**** Extract ****

The Smart Sailing Twirre project aims to add automatic navigation to boats.
Twirre is a new architecture for mini-UAV platforms designed for autonomous flight in both GPS-enabled and GPS-deprived applications. The architecture consists of low-cost hardware and software components. High-level control software enables autonomous operation. Exchanging or upgrading hardware components is straightforward and the architecture is an excellent starting point for building low-cost autonomous systems for a variety of applications. Experiments with an implementation of the architecture are in development, and preliminary results demonstrate accurate navigation.
For Smart Sailing, the Twirre architecture will be utilized and adapted for automatic navigation of boats.
Students: Mechanical Engineering, Electrical Engineering, Information Science.
Deep Learning is one of the most important machine learning paradigms currently in use. This is currently the most researched field within artificial intelligence.
Big companies like Google, Facebook and Microsoft use this technique for data mining, classification and prediction. We currently research the application areas of this exiting new technology. In previous efforts with student we found great potential in using these technologies on practical machine vision applications.
You’ll be working on a project with deep learning on our special “deep learning machine” with multiple GPUs. For more information on the used software you can take a look at the caffe.berkeleyvision.org and NVIDIA DIGITS.
Students: 1 or 2
Most of the farmers inspect the state of their agricultural fields manually, which is not only an intensive and time consuming but also subjective task. This can be improved by taking pictures of the fields from the air. An Smart Civil Drone (or Unmanned Aerial Vehicle) with a computer on board can be used to take these pictures and automatically inspect the field using a hyperspectral or a multispectral camera (a camera which records more than the conventional three –red, green and blue- bands of the spectrum, in order to provide more information).

**** Record excerpts ****

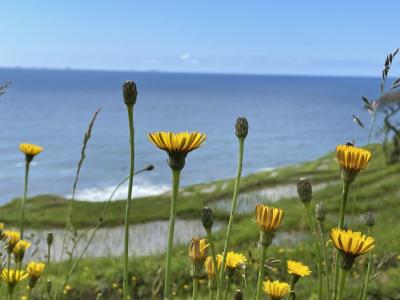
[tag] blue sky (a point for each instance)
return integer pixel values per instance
(268, 37)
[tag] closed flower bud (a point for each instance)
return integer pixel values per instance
(304, 190)
(369, 219)
(129, 92)
(49, 239)
(238, 295)
(242, 127)
(48, 286)
(320, 212)
(207, 218)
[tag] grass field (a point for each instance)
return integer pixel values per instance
(377, 189)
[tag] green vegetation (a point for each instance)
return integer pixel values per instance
(377, 189)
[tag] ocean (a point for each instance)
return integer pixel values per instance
(291, 118)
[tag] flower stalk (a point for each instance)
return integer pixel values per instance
(172, 215)
(129, 94)
(241, 133)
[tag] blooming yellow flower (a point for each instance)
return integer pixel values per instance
(30, 149)
(350, 242)
(35, 269)
(209, 265)
(11, 238)
(12, 277)
(297, 268)
(352, 159)
(19, 249)
(268, 218)
(177, 145)
(198, 250)
(276, 289)
(233, 259)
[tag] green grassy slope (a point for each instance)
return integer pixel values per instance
(376, 189)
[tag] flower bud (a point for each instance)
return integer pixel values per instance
(48, 286)
(129, 92)
(49, 239)
(304, 190)
(320, 211)
(207, 218)
(238, 295)
(242, 127)
(149, 168)
(369, 219)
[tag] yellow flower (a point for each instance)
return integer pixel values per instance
(30, 150)
(276, 289)
(19, 249)
(268, 218)
(198, 250)
(11, 238)
(233, 259)
(297, 268)
(12, 277)
(177, 145)
(209, 265)
(352, 159)
(351, 244)
(35, 269)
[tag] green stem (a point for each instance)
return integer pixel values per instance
(215, 262)
(317, 247)
(369, 268)
(263, 252)
(228, 283)
(233, 207)
(323, 246)
(175, 189)
(128, 201)
(342, 281)
(195, 288)
(24, 199)
(292, 294)
(212, 293)
(346, 186)
(372, 127)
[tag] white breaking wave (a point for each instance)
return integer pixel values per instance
(140, 189)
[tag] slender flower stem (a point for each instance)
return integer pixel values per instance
(323, 246)
(128, 201)
(228, 283)
(175, 189)
(369, 268)
(263, 252)
(233, 207)
(215, 263)
(317, 248)
(342, 281)
(212, 293)
(27, 163)
(292, 294)
(195, 288)
(346, 186)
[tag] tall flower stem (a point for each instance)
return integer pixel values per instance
(233, 207)
(22, 217)
(346, 187)
(175, 189)
(263, 253)
(322, 243)
(128, 201)
(195, 288)
(317, 248)
(369, 269)
(342, 281)
(215, 263)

****

• What to work on: Please list every company named in the project descriptions. Nothing in the records is needed for this.

• Result of the task: Google, Facebook, Microsoft, NVIDIA